[Image point annotation entries]
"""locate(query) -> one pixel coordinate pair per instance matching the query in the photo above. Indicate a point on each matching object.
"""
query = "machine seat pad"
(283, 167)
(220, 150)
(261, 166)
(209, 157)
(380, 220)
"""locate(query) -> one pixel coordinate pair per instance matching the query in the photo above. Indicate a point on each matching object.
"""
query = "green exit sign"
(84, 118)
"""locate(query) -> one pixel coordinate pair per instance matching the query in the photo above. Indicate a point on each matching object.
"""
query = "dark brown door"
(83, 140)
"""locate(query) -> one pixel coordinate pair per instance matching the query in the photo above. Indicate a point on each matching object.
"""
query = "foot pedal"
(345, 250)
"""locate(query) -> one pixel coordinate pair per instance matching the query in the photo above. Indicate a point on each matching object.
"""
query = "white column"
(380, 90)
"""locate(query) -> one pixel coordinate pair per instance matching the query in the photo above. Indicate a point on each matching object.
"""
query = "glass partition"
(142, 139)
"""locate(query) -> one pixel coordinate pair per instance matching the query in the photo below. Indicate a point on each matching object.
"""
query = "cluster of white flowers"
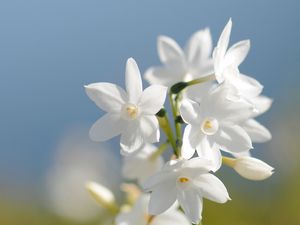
(215, 102)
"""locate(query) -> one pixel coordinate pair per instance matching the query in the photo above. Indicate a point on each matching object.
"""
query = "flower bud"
(252, 168)
(103, 196)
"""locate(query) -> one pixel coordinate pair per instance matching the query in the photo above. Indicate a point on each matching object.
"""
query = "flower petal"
(107, 96)
(205, 150)
(224, 38)
(261, 104)
(257, 132)
(191, 203)
(237, 53)
(210, 187)
(107, 127)
(189, 111)
(187, 150)
(133, 81)
(199, 47)
(131, 138)
(162, 197)
(150, 128)
(233, 138)
(153, 99)
(169, 50)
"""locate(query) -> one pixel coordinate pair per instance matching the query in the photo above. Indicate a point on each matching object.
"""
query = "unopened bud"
(103, 196)
(252, 168)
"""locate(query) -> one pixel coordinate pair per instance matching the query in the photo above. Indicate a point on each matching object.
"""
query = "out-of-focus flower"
(139, 215)
(250, 168)
(102, 195)
(187, 181)
(131, 113)
(214, 125)
(77, 161)
(141, 165)
(182, 65)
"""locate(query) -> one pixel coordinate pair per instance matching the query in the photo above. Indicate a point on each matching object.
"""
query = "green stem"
(159, 151)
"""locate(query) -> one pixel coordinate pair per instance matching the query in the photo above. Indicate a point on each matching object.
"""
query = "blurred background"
(50, 49)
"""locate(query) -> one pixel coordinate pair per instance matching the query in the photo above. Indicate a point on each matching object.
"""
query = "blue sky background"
(50, 49)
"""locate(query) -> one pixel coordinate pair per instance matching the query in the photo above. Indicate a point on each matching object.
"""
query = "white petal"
(150, 128)
(189, 111)
(153, 99)
(237, 53)
(199, 47)
(261, 104)
(248, 86)
(107, 96)
(205, 150)
(162, 197)
(187, 150)
(257, 132)
(224, 38)
(169, 50)
(233, 138)
(108, 126)
(131, 138)
(191, 204)
(133, 81)
(174, 217)
(252, 168)
(210, 187)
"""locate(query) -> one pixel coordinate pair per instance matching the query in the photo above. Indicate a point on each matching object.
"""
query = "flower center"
(130, 111)
(183, 179)
(210, 126)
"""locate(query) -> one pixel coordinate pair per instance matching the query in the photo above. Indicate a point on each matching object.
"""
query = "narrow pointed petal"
(261, 104)
(233, 138)
(150, 128)
(107, 96)
(257, 132)
(237, 53)
(189, 111)
(107, 127)
(210, 187)
(131, 138)
(199, 47)
(133, 81)
(213, 153)
(224, 38)
(169, 50)
(153, 99)
(187, 150)
(191, 203)
(162, 197)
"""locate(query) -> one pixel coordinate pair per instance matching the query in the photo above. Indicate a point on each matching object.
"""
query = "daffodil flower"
(139, 215)
(214, 125)
(130, 113)
(187, 181)
(179, 64)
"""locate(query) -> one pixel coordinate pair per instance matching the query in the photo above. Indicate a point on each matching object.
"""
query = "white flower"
(187, 181)
(182, 65)
(214, 125)
(139, 215)
(252, 168)
(140, 165)
(226, 64)
(130, 114)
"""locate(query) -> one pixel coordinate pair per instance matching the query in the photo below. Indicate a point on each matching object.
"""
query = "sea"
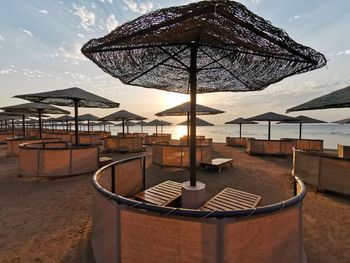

Work required: Find every line in the records that contains the word "green", and copy each of those lines. Case counts.

Result for this exercise:
query = "green exit sign"
query = "green stem"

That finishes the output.